#### [Exercises to complete]
a. Summarize the oyster dermo project description in two sentences.
b. Decide whether each statement agrees with the oyster dermo project description, answering yes or no and quoting the deciding words: (i) The treatment under study is a chemical one. (ii) Elevated temperatures could disrupt the oyster microbiome. (iii) Objective 2 involves heat shocks peaking at 45, 50 and 55 °C.
c. Reproduce the part of the oyster dermo project description starting with "2. Model the" and going on through "3 and 4 hrs.".

#### [Exercise passage]
▶

Dermo disease, caused by the parasite Perkinsus marinus, is a prevalent problem in northeastern oyster stocks. We hope to exploit known temperature vulnerabilities via thermal shock treatments (a novel approach) to reduce disease loss. Oysters living intertidally in the Southeast are regularly exposed to temperatures exceeding the thermal tolerance of P. marinus—but not that of the oysters—which should limit the proliferation of the parasite within oysters.  If this hypothesis is correct, subjecting Northeastern oysters to similar conditions may help mitigate dermo disease, potentially providing a non-chemical therapeutic treatment for commercial stocks. Temperature can be readily elevated during low tide by temporarily covering oysters with clear plastic. Because oysters have a higher thermal tolerance, such exposures may reduce parasite loads without harming the oysters. Reducing biofouling may be a secondary benefit of this treatment. However, elevated temperatures could also disrupt the microbiome, potentially creating human health risks if pathogenic bacteria increase. Understanding how such temperature modulation impacts P. marinus and alters the oyster microbiome is critical to exploring if this could be a safe and effective treatment for aquaculture in the Northeast. Laboratory and field trials will be used to identify effective treatment regimens to reduce P. marinus loads and biofouling, while monitoring bacterial safety. If successful, this preliminary study will be used to design treatments for beta-tests on local oyster farms.

Project Objectives:
  1. Determine how environmental conditions (e.g., sun, clouds, wind) impact heat treatments.
  2. Model the changes in the marinus and bacterial populations in vitro when exposed to single or repeated acute heat shocks peaking at 45, 50 and 55 °C for periods of 2, 3 and 4 hrs.
  3. Confirm the tolerance and in vivo response of Northeastern oysters to temperatures of 45, 50 and 55 °C for periods of 2, 3 and 4 hrs as identified in objective 2.

◀

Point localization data
▶

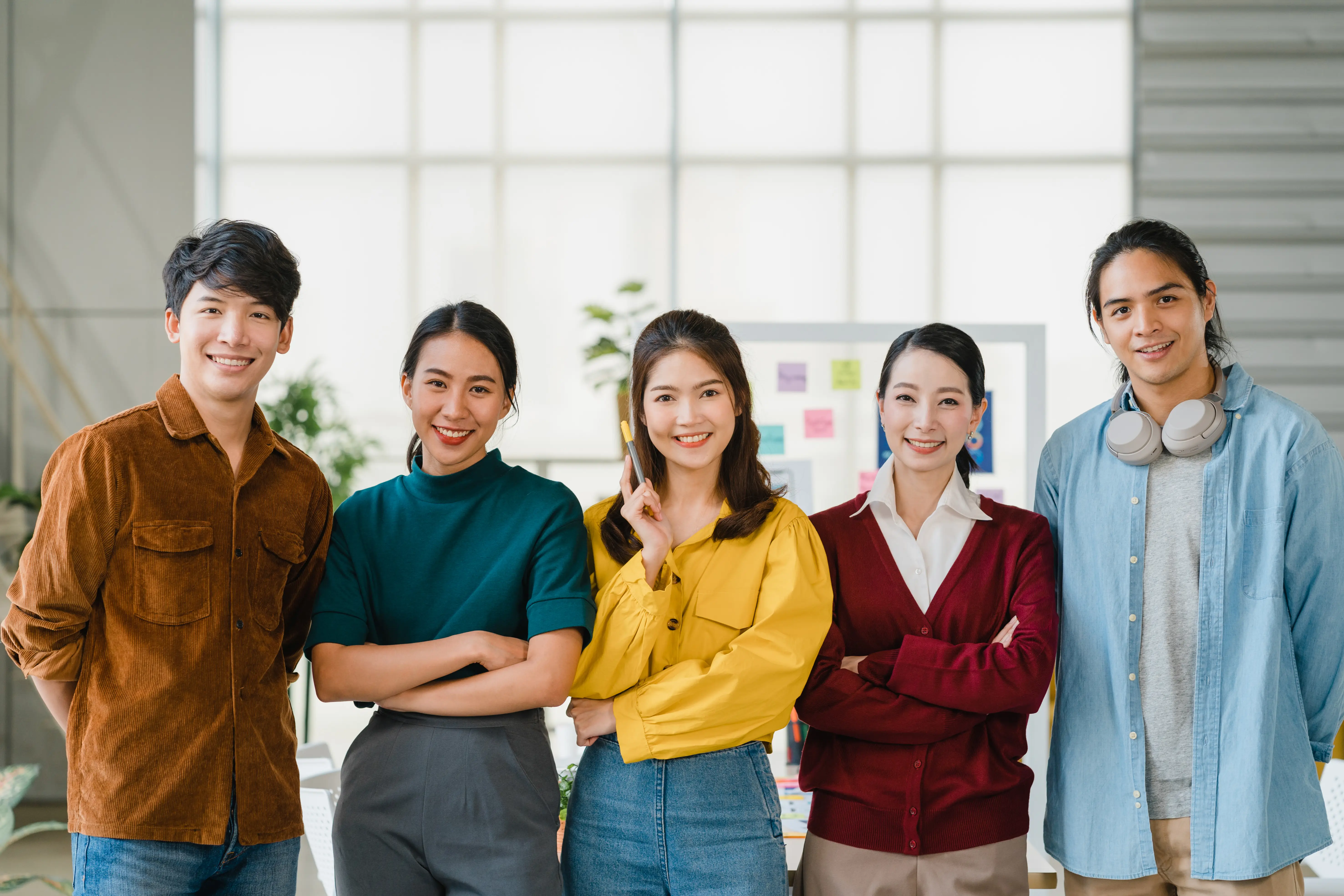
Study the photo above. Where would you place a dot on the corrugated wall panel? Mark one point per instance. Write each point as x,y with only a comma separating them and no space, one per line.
1240,140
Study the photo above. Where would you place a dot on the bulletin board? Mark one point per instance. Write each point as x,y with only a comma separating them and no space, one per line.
814,393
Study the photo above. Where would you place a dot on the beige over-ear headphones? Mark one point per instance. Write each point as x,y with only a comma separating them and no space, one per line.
1191,428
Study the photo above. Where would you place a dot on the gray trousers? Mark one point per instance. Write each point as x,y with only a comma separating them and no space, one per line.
436,805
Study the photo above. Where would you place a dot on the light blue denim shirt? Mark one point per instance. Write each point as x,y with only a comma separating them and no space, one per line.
1269,691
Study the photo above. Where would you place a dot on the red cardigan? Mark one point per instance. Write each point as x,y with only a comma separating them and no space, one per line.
920,751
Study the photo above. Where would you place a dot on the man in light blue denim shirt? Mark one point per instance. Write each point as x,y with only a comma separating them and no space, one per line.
1243,592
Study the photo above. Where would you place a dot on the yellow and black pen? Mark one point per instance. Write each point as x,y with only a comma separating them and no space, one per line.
635,457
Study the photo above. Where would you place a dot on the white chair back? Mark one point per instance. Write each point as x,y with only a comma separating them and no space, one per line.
318,796
1330,862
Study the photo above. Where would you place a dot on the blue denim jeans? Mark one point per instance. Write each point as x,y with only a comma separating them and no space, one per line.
111,867
706,824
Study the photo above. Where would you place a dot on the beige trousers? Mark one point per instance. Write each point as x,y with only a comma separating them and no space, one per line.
1171,850
829,868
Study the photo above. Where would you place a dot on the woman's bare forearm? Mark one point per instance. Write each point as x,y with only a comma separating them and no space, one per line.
542,680
373,672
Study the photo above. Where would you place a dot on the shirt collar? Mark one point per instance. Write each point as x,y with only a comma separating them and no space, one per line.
958,496
183,421
1238,390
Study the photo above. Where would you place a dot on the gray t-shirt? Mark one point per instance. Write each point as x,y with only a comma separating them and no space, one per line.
1172,523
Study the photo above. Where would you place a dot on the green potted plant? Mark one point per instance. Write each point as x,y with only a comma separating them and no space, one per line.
609,357
307,414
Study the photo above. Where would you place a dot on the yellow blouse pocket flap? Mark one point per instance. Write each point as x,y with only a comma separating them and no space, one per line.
734,608
172,537
287,546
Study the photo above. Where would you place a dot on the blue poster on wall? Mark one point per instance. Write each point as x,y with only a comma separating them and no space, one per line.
982,442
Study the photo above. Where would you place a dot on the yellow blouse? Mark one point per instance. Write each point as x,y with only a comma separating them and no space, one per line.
718,653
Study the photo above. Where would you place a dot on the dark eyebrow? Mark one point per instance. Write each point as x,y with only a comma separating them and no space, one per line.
479,378
1152,292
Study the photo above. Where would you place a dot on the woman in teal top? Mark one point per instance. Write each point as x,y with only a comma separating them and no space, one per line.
457,600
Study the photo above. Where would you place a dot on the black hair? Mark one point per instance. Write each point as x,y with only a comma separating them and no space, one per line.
959,348
1175,246
238,256
482,324
744,482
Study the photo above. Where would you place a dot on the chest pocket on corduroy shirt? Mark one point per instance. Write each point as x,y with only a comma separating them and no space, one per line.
171,570
276,555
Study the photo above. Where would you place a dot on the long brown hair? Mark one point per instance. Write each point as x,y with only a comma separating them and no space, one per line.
744,482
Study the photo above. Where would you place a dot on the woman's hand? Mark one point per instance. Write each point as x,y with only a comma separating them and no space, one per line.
592,719
1004,636
495,651
644,512
853,663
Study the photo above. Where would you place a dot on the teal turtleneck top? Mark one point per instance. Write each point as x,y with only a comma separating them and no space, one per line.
421,557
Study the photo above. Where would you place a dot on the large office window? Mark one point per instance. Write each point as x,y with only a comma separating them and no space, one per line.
760,160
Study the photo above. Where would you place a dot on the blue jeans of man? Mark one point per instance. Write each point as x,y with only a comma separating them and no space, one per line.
697,825
111,867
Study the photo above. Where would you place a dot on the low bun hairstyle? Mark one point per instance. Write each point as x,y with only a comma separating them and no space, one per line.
959,348
482,324
744,482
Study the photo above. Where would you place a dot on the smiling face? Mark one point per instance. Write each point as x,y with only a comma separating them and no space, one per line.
1152,316
927,410
457,400
228,340
689,412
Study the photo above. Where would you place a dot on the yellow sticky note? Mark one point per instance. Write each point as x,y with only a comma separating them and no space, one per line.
844,375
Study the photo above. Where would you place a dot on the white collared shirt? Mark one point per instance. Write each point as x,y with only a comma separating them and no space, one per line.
925,562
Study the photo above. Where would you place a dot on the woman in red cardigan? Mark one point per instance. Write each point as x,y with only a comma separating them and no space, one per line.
943,644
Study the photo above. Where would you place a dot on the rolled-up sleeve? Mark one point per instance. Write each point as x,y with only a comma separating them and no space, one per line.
64,566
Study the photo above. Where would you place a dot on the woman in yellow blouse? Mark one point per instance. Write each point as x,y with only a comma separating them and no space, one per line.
713,600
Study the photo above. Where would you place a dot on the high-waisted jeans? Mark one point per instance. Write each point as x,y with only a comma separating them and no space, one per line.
706,824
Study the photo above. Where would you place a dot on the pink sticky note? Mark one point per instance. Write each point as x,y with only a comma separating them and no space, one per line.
792,377
819,424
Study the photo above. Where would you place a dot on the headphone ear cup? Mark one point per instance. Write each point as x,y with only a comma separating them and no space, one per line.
1135,439
1194,426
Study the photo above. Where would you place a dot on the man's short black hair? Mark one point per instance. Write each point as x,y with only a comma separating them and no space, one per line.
240,256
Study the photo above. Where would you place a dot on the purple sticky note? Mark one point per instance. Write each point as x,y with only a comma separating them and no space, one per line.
794,377
819,425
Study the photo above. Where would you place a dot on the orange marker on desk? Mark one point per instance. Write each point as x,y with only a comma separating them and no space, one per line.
629,447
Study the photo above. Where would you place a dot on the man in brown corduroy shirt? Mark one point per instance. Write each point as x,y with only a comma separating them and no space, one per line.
163,602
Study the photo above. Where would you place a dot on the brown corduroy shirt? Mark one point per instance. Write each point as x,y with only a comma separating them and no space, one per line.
178,597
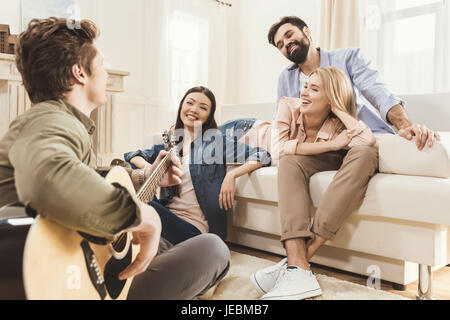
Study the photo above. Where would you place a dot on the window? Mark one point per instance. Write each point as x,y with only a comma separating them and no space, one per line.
405,42
189,54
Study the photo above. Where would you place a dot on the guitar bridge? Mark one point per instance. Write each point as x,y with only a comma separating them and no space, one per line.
94,271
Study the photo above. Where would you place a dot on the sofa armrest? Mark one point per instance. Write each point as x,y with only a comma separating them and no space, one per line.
400,156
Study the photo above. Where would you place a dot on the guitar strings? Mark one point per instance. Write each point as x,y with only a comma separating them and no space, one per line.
146,192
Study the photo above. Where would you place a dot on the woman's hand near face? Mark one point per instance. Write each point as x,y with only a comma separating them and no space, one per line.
226,196
341,141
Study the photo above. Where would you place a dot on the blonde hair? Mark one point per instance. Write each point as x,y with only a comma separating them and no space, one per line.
338,90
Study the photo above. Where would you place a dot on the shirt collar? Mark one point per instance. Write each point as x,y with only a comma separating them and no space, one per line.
85,120
326,131
324,60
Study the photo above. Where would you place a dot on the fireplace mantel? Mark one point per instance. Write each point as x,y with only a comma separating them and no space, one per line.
14,101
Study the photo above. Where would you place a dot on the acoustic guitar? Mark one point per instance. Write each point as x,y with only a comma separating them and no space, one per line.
61,263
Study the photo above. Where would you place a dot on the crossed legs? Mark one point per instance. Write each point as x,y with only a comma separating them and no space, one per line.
301,236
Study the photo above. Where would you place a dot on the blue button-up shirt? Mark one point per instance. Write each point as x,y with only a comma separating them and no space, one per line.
373,99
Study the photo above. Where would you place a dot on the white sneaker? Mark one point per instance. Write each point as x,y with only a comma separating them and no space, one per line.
294,284
264,280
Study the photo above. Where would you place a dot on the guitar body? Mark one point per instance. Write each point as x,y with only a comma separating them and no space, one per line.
60,264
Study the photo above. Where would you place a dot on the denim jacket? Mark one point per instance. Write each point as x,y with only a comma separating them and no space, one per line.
207,171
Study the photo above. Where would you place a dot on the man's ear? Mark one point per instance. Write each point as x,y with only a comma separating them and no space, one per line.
79,74
307,32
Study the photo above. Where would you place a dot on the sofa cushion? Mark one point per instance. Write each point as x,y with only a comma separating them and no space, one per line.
400,156
415,198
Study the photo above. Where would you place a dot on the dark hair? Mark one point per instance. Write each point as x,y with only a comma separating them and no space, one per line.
296,21
46,52
210,123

◀

#### [Task solutions]
a. Dermo disease, caused by the parasite Perkinsus marinus, is a prevalent problem in northeastern oyster stocks. The project proposes thermal shock treatments, such as covering oysters with clear plastic at low tide, because oysters have a higher thermal tolerance than the parasite, and laboratory and field trials will seek regimens that reduce parasite loads and biofouling while monitoring bacterial safety.

b.
(i) No: "potentially providing a non-chemical therapeutic treatment for commercial stocks"
(ii) Yes: "elevated temperatures could also disrupt the microbiome"
(iii) Yes: "peaking at 45, 50 and 55 °C for periods of 2, 3 and 4 hrs"

c.
2. Model the changes in the marinus and bacterial populations in vitro when exposed to single or repeated acute heat shocks peaking at 45, 50 and 55 °C for periods of 2, 3 and 4 hrs.